Source text:
The wet cake was dissolved in methyl tert-butyl ether (12 V) at 20-30° C. 10% aq. NaCl (2 V) was added and the mixture filtered through diatomite, rinsing with methyl tert-butyl ether (3 V). The phases were separated and the organic layer washed with 10% aq. NaCl (2 V). The organic layer decolourised by filtering through a CUNO at 20-30° C. for 8 hours. The CUNO was rinsed with further methyl tert-butyl ether (5 V) then the organic solution was concentrated to 2-3 V. Methyl tert-butyl ether (10 V) was added and the organic layer was concentrated again to 2-3 V. Further methy tert-butyl ether (10 V) was added and the organic layer concentrated to 2-3 V and stirred at 20-30° C. Seed crystals were added (0.3% wt. seed crystals may be prepared using this process without seeding), followed by addition of n-heptane (15 V) at 20-30° C. over 8 hours. The resulting slurry was stirred at 20-30° C. for 1 hour, warmed to 40-50° C. for 3 hours then cooled to −10 to 0° C. over 7 hours and stirred for a further 3 hours. The product was collected by filtration washing the filter cake with n-heptane (2 V). The wet cake was dried under vacuum at 45-55° C. for 12 hours to obtain the title compound as a yellow solid (23.0 kg, 48.2% yield).
Stage 11—Preparation of tert-butyl 4-(4-(2,4-dioxotetrahydropyrimidin-1(2H)-yl)-1H-pyrazolo[4,3-c]pyridin-1-yl)piperidine-1-carboxylate
To a solution of tert-butyl 4-(4-chloro-1H-pyrazolo[4,3-c]pyridin-1-yl)piperidine-1-carboxylate (28.0 kg, 1.0 eq) and dihydrouracil (12.9 kg, 1.3 eq.) in 1,4-dioxane (15 V) was added di-μ-chlorobis(2′-amino-1,1′-biphenyl-2-yl-C,N)dipalladium(II) (0.025 eq.), XPhos (0.05 eq.) and K3PO4 (1.5 eq.). The reaction mixture was purged with N2 (×3) then heated 80-100° C. and stirred for 8 hours at this temperature until the reaction is complete by HPLC.

Some listing
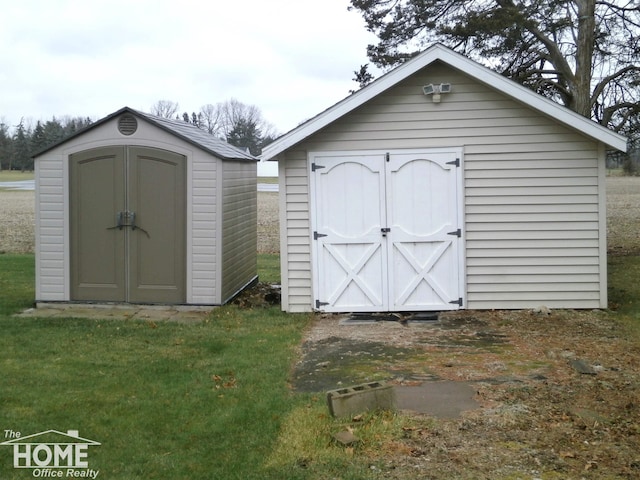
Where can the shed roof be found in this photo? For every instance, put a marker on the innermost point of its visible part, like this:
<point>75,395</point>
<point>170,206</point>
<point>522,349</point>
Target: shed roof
<point>438,52</point>
<point>186,131</point>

Complete the following:
[a] In the synthesis procedure, under what conditions and for how long was the final wet cake dried?
[b] Continue the synthesis procedure after its last sentence.
The listing has no connection to the synthesis procedure.

Answers:
[a] Under vacuum at 45-55° C for 12 hours.

[b]
The reaction mixture was cooled, filtered through diatomite rinsing with 1,4-dioxane (4 V). The solvent was switched to EtOAc (18 V). The solution was washed twice with a mixture of 10% aq. N-acetyl cysteine (6 V) and 10% aq. Na2CO3 (3 V), then washed with water (4 V). The organic solution was concentrated to 2-3 V below 40° C., then dichloromethane (4 V) and n-heptane (6 V) were added at 20-30° C. and the mixture stirred for 1-3 hours. Further n-heptane (12 V) was added over 2 hours, the mixture stirred at 20-30° C. for 4-8 hours, then filtered and the filter cake washed with n-heptane (4 V). The wet cake was dried 40-50° C. for 16 hours to obtain the crude product.
The crude product was dissolved in dichloromethane (13.5 V) and the solution was cycled through a silica thiol column at 20-30° C. for 6-18 hours. After rinsing the column with dichloromethane (2 V), the organic solution was concentrated to 5-6 V below 40° C. n-Heptane (15 V) was added over 2 hours at 20-30° C., the mixture stirred for 4-8 hours, then the product was collected by filtration, washing the filter cake with n-heptane (4 V). The wet cake was dried at 40-50° C. for 16 hours to obtain the title compound as a grey solid (21.3 kg, 61.8% yield).
Stage 12—Preparation of 1-(1-(piperidin-4-yl)-1H-pyrazolo[4,3-c]pyridin-4-yl)dihydropyrimidine-2,4(1H,3H)-dione Dihydrochloride
To a solution of tert-butyl 4-(4-(2,4-dioxotetrahydropyrimidin-1(2H)-yl)-1H-pyrazolo[4,3-c]pyridin-1-yl)piperidine-1-carboxylate (21.3 kg, 1.0 eq.) in dichloromethane (15 V) was added 4M HCl in ethyl acetate (9.3 wt., 16 eq.) at 20-30° C. The resulting suspension was heated to 35-45° C. then stirred at this temperature for 12 h. The reaction mixture was cooled to 25-35° C. then filtered, washing the cake with ethyl acetate (3 V). The wet cake was charged back to the reactor and slurried in ethanol (15 V) at 45-55° C. for 12 hours. The slurry was cooled to 25-35° C. then filtered, washing the cake with ethanol (3 V). The wet cake was dried at 50-60° C. for 24 hours to give the title compound as a off-white solid (15.6 kg, 78.4% yield.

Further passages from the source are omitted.